● **Page**:
((

News

Candidate Meeting

Whangamata Ratepayers Association

P.O. Box 62, Whangamata 3643

www.whangamataratepayers.org.nz

www.facebook/whangamataratepayers/

The Big Three.

Stormwater, Mangroves, Williamson Park, Beach Walkway, The Thames Pool, Sealing of Wentworth Valley Road, Our Fair Share of Rates….

It’s election time and this year the Whangamata Ratepayers Association are hosting a unique election meeting. Rather than just a random collection of questions, they’ve decided to establish what are the three most important issues for ratepayers, and focus our candidates on them; The Big Three. Feedback is sought from ratepayers to select the three most important issues we all want our council to focus on.

What’s your biggest issue for Whangamata? Go to the ratepayers’ Facebook Page and comment what you want fixed https://www.facebook.com/events/695722974277030/ , or email us at whangamataratepayers@gmail.com.

The meeting will feature all available candidates for Mayor, local council, regional council and the community board representing Whangamata. Each candidate will be given 4 minutes to tell us a little about themselves and present their position on The Big Three.

The meeting will be held on September the 14th, 5 p.m. at The Whangamata Memorial Hall.

This press release has been authorised by Terry Wilson, Ratepayers President, phone 021 628058

Autumn Newsletter

Whangamata Ratepayers Association

P.O. Box 62, Whangamata 3643
www.whangamataratepayers.org.nz

www.facebook/whangamataratepayers/

Newsletter Autumn 2019

Prior to our AGM in February I canvassed ratepayers and residents to join or re-join the association, as we really need critical mass in membership if we are to have an influence in the town. I’m pleased to advise that while it needs to continue, membership is on the increase, and 5 new members have joined the committee. 

Committee

Your new committee comprises some experienced members and some new blood. Re-elected were Brian Grant, John Spencer, Tim Hart, Mike Jeffcoat, Karin Spencer and myself, while newly elected members are Brian Airey, Dale McKenzie, Marie-Louise Norberg, Sue Priest, and Sue Smith. Sue Smith has been elected to the joint Secretary/Treasurer role, and will be a great help to me going forward I am sure.

At our first meeting, after a “getting to know you” session, we agreed as a committee that while we will continue to focus on the several important issues facing the town below, the committee in particular will concentrate on growing membership in advance of the local body elections coming up later this year, to ensure our mandate demands aspiring councillors (both TCDC and Waikato Regional Council) listen to the important matters we will raise on behalf of Whangamata.

))

● **Labeled shape records**:
((

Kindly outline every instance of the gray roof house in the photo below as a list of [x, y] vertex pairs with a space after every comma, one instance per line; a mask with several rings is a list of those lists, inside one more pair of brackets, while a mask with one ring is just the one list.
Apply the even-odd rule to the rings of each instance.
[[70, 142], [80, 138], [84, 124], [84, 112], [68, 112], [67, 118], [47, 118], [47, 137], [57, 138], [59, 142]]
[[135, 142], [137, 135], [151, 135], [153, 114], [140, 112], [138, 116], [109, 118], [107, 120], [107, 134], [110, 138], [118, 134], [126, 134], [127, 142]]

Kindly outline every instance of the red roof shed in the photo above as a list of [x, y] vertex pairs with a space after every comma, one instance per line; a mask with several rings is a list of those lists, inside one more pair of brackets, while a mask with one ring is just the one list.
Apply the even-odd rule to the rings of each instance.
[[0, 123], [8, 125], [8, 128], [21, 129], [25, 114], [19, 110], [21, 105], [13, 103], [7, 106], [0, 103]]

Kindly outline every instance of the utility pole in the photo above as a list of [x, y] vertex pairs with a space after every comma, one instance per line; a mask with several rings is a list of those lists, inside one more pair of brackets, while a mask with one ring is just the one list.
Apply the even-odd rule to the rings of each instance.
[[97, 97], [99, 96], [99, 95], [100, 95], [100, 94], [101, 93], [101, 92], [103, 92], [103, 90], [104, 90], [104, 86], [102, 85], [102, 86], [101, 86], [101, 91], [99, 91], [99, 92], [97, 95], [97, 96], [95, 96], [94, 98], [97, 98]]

))

● **Written problem 1**: According to the news page, when and where will the candidate meeting take place?
● **Written problem 2**: Rewrite the passage of the news page starting at "Your new committee" and ending at "forward I am sure.", swapping "new blood" for "fresh faces".
Use only the news page to complete these.

● **Solution 1**: On September 14th at 5 p.m., at The Whangamata Memorial Hall.

● **Solution 2**:
Your new committee comprises some experienced members and some fresh faces. Re-elected were Brian Grant, John Spencer, Tim Hart, Mike Jeffcoat, Karin Spencer and myself, while newly elected members are Brian Airey, Dale McKenzie, Marie-Louise Norberg, Sue Priest, and Sue Smith. Sue Smith has been elected to the joint Secretary/Treasurer role, and will be a great help to me going forward I am sure.